▶ THE REQUEST:
Show every line of the records below that contains the string "dark", matching case exactly.

▶ DATA FOR THIS EXERCISE:
::::

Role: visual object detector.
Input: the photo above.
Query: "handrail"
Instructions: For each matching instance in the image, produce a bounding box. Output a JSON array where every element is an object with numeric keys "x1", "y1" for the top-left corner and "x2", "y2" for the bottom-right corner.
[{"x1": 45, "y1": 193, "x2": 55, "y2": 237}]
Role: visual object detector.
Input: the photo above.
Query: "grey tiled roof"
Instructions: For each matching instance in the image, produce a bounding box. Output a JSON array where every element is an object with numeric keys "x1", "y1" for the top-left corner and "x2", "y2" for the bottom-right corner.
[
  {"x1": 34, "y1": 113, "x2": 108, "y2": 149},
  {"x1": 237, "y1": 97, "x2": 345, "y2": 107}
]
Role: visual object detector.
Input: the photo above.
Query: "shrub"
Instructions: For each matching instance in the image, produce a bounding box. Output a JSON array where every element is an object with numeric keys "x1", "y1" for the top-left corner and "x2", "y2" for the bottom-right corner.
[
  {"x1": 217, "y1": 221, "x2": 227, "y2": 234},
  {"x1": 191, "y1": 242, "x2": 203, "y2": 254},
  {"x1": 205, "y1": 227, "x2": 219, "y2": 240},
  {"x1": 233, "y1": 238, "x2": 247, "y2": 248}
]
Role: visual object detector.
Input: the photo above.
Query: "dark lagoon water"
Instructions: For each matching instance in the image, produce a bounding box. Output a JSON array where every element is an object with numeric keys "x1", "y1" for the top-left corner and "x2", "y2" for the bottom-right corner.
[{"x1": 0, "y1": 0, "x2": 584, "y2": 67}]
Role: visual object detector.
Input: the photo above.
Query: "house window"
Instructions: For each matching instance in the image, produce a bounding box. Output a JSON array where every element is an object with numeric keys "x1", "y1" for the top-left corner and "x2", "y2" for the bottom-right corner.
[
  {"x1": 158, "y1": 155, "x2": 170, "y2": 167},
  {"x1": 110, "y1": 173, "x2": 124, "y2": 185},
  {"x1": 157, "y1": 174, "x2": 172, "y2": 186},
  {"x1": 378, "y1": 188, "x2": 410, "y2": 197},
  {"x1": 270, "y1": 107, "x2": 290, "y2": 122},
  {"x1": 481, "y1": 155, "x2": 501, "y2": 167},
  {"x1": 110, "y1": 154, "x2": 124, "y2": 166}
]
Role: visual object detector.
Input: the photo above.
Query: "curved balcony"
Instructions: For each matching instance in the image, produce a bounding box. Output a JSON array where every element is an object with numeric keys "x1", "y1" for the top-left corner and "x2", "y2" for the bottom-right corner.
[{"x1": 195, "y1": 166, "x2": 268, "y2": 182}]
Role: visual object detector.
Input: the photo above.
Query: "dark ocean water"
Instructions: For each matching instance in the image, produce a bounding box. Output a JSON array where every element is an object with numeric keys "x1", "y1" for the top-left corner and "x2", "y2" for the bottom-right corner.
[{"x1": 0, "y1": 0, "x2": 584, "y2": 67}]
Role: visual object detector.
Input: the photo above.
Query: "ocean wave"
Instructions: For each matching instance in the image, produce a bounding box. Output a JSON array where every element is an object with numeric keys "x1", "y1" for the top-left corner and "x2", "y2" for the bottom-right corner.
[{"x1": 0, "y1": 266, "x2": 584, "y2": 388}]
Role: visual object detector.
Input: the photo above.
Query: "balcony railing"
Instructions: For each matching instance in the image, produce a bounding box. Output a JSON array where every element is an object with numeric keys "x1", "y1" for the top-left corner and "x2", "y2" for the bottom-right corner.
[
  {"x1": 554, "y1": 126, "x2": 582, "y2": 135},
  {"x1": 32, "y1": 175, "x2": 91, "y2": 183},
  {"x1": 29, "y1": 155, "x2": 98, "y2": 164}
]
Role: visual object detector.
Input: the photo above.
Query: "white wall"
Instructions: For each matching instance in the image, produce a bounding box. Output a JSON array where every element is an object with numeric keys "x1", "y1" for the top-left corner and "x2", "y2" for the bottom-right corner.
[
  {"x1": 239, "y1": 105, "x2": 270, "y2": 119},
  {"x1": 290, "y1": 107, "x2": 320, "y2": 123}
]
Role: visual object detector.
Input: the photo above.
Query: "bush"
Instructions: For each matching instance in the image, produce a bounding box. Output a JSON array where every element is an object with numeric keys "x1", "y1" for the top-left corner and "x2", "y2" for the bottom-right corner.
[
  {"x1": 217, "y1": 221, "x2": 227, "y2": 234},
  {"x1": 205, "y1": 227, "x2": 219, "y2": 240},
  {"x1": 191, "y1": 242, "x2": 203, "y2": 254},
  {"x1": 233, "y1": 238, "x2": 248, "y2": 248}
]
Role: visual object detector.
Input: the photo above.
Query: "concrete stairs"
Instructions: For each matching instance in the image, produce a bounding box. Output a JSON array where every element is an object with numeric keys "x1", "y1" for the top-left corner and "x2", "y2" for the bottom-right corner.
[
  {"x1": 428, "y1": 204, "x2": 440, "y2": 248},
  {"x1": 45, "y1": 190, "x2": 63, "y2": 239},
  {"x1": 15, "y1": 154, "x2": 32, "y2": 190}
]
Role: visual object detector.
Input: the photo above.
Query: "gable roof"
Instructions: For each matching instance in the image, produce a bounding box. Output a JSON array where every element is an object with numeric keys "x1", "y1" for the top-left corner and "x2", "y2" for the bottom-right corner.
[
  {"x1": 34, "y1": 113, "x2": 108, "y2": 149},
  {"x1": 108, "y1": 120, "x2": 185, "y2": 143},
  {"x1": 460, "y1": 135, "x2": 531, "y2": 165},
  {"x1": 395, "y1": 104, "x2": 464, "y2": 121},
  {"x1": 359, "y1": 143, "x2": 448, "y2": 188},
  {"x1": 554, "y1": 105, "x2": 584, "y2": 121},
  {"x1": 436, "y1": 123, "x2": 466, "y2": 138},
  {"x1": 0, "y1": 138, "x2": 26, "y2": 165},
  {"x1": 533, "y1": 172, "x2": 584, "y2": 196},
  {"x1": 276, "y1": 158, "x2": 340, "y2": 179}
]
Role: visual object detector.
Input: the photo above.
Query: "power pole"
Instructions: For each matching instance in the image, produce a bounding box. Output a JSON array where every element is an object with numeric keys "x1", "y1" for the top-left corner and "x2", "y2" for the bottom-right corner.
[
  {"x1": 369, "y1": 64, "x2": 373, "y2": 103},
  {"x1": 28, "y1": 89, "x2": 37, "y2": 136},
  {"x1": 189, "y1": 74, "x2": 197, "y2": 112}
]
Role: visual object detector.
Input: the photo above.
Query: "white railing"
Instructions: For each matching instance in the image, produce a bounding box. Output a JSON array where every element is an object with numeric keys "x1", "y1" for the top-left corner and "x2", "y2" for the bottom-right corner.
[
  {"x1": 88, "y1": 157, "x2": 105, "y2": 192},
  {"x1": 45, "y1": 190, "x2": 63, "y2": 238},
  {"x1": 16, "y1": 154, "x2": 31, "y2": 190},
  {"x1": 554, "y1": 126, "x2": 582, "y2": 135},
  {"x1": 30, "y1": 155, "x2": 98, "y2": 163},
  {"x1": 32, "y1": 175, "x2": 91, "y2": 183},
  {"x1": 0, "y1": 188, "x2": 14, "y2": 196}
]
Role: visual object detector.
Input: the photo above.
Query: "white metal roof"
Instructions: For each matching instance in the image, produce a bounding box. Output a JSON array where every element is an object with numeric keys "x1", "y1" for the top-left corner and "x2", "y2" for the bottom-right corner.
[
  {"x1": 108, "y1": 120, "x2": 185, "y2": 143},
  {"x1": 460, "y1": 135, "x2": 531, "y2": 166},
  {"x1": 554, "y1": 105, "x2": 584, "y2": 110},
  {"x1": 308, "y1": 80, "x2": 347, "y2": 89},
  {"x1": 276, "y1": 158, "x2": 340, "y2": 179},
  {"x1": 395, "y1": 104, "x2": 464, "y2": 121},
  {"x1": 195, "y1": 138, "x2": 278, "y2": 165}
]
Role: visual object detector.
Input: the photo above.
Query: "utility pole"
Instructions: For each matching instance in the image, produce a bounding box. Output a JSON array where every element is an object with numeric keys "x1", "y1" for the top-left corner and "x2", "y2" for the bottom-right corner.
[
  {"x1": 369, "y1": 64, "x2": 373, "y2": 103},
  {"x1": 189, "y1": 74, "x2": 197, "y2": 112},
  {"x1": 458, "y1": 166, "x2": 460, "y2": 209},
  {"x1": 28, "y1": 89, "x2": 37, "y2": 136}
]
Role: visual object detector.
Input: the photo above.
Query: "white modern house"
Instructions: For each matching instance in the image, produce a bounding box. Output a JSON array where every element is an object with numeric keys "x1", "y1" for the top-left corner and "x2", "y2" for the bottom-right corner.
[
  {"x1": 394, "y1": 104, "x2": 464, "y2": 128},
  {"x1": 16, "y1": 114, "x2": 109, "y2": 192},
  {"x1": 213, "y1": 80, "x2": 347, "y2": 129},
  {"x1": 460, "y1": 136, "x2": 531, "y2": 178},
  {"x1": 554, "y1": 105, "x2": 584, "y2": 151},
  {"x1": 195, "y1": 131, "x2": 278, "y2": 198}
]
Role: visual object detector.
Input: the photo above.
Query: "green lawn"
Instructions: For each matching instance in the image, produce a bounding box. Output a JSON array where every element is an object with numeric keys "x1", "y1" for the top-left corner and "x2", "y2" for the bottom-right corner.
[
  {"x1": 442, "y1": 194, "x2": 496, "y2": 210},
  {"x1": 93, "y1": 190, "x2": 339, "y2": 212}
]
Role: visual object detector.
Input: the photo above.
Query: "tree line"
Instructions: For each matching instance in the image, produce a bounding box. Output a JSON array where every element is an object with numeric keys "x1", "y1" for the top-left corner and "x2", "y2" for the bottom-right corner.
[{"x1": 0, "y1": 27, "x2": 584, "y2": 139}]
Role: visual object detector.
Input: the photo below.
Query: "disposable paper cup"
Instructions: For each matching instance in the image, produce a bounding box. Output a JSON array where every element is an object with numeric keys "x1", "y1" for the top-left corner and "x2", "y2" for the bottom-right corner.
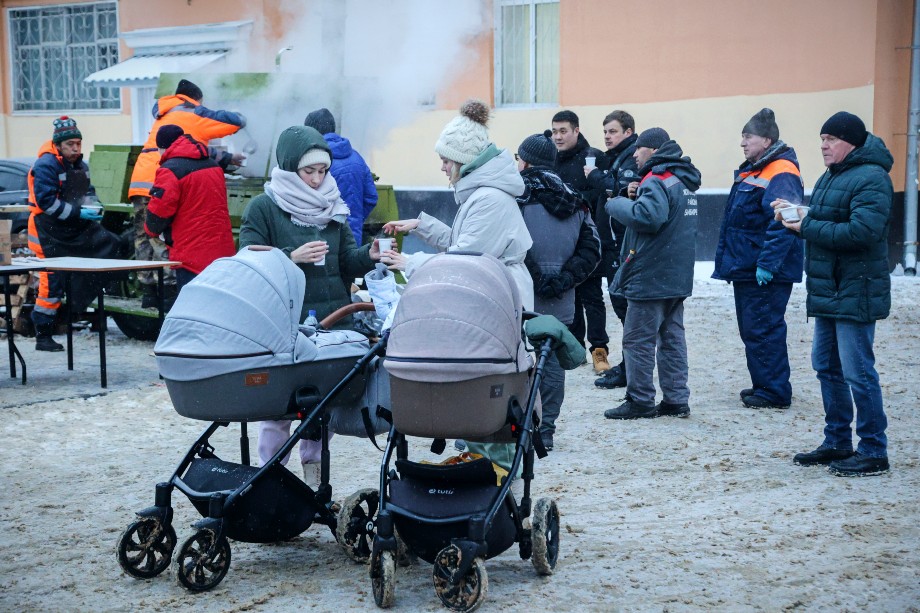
[{"x1": 779, "y1": 204, "x2": 808, "y2": 222}]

::::

▶ TASK RESPONSE:
Query: "dark lagoon water"
Query: "dark ocean water"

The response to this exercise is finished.